EXERCISE BRIEF
Could you write out all of the lines below again, substituting "put a marker" for "place a dot" wherever it occurs and leaving everything else unchanged?

(Coordinate labeling data)
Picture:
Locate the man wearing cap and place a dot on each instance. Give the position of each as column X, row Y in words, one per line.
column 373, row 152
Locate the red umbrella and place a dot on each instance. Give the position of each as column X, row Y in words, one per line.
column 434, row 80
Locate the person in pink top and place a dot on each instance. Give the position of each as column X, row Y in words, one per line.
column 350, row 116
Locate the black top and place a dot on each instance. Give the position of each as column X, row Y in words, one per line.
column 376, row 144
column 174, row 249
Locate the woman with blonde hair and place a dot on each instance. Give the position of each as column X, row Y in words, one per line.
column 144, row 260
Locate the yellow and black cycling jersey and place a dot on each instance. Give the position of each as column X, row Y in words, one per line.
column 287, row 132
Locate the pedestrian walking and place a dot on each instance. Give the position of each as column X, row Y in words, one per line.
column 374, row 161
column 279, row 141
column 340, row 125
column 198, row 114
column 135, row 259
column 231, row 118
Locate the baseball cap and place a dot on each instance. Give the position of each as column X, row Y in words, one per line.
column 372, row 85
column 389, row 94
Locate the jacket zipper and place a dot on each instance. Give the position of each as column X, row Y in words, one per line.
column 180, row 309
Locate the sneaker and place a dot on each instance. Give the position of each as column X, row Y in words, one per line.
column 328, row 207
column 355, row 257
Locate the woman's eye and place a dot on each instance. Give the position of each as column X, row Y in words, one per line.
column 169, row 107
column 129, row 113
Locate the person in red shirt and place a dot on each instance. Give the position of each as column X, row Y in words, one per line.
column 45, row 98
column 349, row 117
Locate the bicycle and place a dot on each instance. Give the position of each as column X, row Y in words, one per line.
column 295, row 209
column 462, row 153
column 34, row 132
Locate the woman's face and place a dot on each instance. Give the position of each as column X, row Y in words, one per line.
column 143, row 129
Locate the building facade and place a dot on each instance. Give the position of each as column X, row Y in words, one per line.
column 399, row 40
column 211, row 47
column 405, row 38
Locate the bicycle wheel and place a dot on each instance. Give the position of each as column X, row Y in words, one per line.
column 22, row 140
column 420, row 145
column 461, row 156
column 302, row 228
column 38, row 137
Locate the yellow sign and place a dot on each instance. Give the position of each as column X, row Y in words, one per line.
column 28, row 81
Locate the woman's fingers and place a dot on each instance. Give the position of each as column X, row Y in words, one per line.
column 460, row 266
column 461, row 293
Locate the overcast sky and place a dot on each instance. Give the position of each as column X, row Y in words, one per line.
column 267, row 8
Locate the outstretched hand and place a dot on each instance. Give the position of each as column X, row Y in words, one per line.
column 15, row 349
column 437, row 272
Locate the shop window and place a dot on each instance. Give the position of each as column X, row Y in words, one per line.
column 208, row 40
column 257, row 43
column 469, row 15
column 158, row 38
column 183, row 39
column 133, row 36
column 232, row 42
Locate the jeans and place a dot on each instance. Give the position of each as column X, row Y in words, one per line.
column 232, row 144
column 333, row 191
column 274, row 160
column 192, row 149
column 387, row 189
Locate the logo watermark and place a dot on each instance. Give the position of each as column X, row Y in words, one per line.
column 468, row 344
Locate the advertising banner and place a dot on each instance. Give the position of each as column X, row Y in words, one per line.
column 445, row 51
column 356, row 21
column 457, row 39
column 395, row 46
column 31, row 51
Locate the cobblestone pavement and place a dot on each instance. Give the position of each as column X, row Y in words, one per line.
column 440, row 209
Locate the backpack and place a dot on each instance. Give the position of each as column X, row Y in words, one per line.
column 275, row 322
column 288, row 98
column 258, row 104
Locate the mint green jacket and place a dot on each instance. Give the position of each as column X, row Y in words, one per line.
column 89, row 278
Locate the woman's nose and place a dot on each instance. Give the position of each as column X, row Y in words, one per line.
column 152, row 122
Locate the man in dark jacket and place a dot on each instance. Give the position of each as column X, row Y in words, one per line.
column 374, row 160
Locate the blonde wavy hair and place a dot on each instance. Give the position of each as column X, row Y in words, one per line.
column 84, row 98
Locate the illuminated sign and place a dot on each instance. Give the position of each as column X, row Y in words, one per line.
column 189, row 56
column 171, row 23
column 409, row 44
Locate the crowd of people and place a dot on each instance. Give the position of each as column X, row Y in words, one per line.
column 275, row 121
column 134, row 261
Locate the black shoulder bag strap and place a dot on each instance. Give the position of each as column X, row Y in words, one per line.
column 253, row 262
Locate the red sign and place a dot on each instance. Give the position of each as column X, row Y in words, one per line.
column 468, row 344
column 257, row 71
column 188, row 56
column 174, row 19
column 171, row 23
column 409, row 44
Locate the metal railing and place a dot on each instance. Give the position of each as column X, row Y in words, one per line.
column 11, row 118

FINISHED ANSWER
Picture:
Locate the man wearing cap and put a marker on each instance. Give the position of each as column X, row Y in words, one per line.
column 373, row 152
Locate the red umbrella and put a marker on each instance. Give the position of each as column X, row Y in words, one per line.
column 434, row 80
Locate the person in pink top and put a marker on each instance. Give the position of each as column X, row Y in words, one per line.
column 350, row 116
Locate the black top and put a marker on each instance. Give the position of each as column X, row Y in words, one per line.
column 376, row 144
column 174, row 249
Locate the woman with blonde hair and put a marker on each instance. Give the position of each as column X, row Y in words, one per line.
column 144, row 260
Locate the yellow and black cycling jersey and put a marker on each instance. Give the position of each as column X, row Y in words, one per line.
column 287, row 132
Locate the pedestrian walking and put a marker on each instance. Give the position of each as column X, row Y in words, one per line.
column 374, row 161
column 279, row 141
column 340, row 125
column 198, row 114
column 135, row 259
column 231, row 118
Locate the baseball cap and put a marker on each instance. Give the position of each as column X, row Y in words, one per line.
column 372, row 85
column 389, row 94
Locate the jacket zipper and put a marker on each instance. Give the position of each as column X, row Y in words, one per line.
column 180, row 309
Locate the sneaker and put a marker on each instance. Give the position of each as column X, row Y in words, one per line.
column 328, row 207
column 355, row 257
Locate the woman's eye and put a marker on each instance. Give the position of each as column X, row Y in words, one per line.
column 169, row 107
column 129, row 113
Locate the person in red shirt and put a marker on each instance. Give the position of each as column X, row Y in words, one per line.
column 45, row 98
column 349, row 117
Locate the bicycle and put a marker on each instance. Give the position of each as column X, row Y in words, one per line.
column 295, row 209
column 462, row 153
column 34, row 132
Locate the woman's face and put a marker on each instance. Give the position of each as column X, row Y in words, one per line.
column 143, row 129
Locate the building facade and put a marker on each instance. Give the position of each as column X, row Y in words, one per line.
column 399, row 40
column 211, row 47
column 405, row 38
Locate the bicycle wheel and put a marker on each instance. Give the position of each as column X, row Y in words, one per line.
column 22, row 140
column 420, row 145
column 461, row 156
column 302, row 228
column 38, row 137
Locate the yellow sign and put a marker on each instance. Give the position of each as column X, row Y in words, one per line.
column 28, row 81
Locate the woman's fingers and put a marker on each instance. Give the position of each as column X, row Y in words, one per line.
column 460, row 266
column 461, row 293
Locate the overcast sky and put a marker on each instance. Give the position of each as column X, row Y in words, one per line.
column 267, row 8
Locate the outstretched hand and put a marker on each instance. Give the position of each as column X, row Y in words, one per line.
column 15, row 349
column 437, row 272
Locate the shop window and put a marker on each instance. Give the position of each as column X, row Y in words, one per line.
column 208, row 40
column 257, row 43
column 469, row 15
column 158, row 38
column 183, row 39
column 133, row 36
column 232, row 42
Locate the jeans and put a marker on each instance. Give the position of each as column X, row Y in words, one per line.
column 232, row 144
column 333, row 191
column 274, row 160
column 192, row 149
column 387, row 189
Locate the logo watermark and put a marker on each instance. Give the position of each as column X, row Y in words, one per line.
column 468, row 344
Locate the advertising banner and put a marker on each instance. Give the position of each as column X, row Y in words, one per line.
column 445, row 51
column 356, row 21
column 457, row 39
column 395, row 46
column 31, row 51
Locate the cobblestone pavement and put a marker on each instance. Give the position of each as column X, row Y in words, one per line.
column 440, row 209
Locate the backpack and put a marker on each instance. Give the position of each as column X, row Y in words, one per line.
column 275, row 322
column 288, row 98
column 258, row 104
Locate the mint green jacket and put a marker on each instance. Give the position of each as column X, row Y in words, one per line.
column 89, row 278
Locate the woman's nose and put a marker on each instance. Give the position of each as column X, row Y in words, one per line.
column 152, row 122
Locate the man in dark jacket and put a marker on each instance. Give the position of each as column X, row Y in words, one per line.
column 374, row 160
Locate the blonde wavy hair and put a marker on each instance. Give the position of each as column X, row Y in words, one per line.
column 84, row 98
Locate the illuminated sign and put a marker on each instance. Give the position of each as column X, row Y in words, one per line.
column 189, row 56
column 171, row 23
column 409, row 44
Locate the crowd of people and put a marker on each instance. Give the position of each as column X, row Y in words, one per line.
column 275, row 121
column 134, row 261
Locate the black shoulder bag strap and put a marker on each instance. Give the position of each as column X, row Y in words, one per line.
column 253, row 262
Locate the red sign and put a marker on each instance. Give the position of each as column X, row Y in words, one per line.
column 468, row 344
column 257, row 71
column 188, row 56
column 174, row 19
column 171, row 23
column 409, row 44
Locate the metal railing and put a marker on each instance. Give the position of each as column X, row Y in words, one per line.
column 11, row 118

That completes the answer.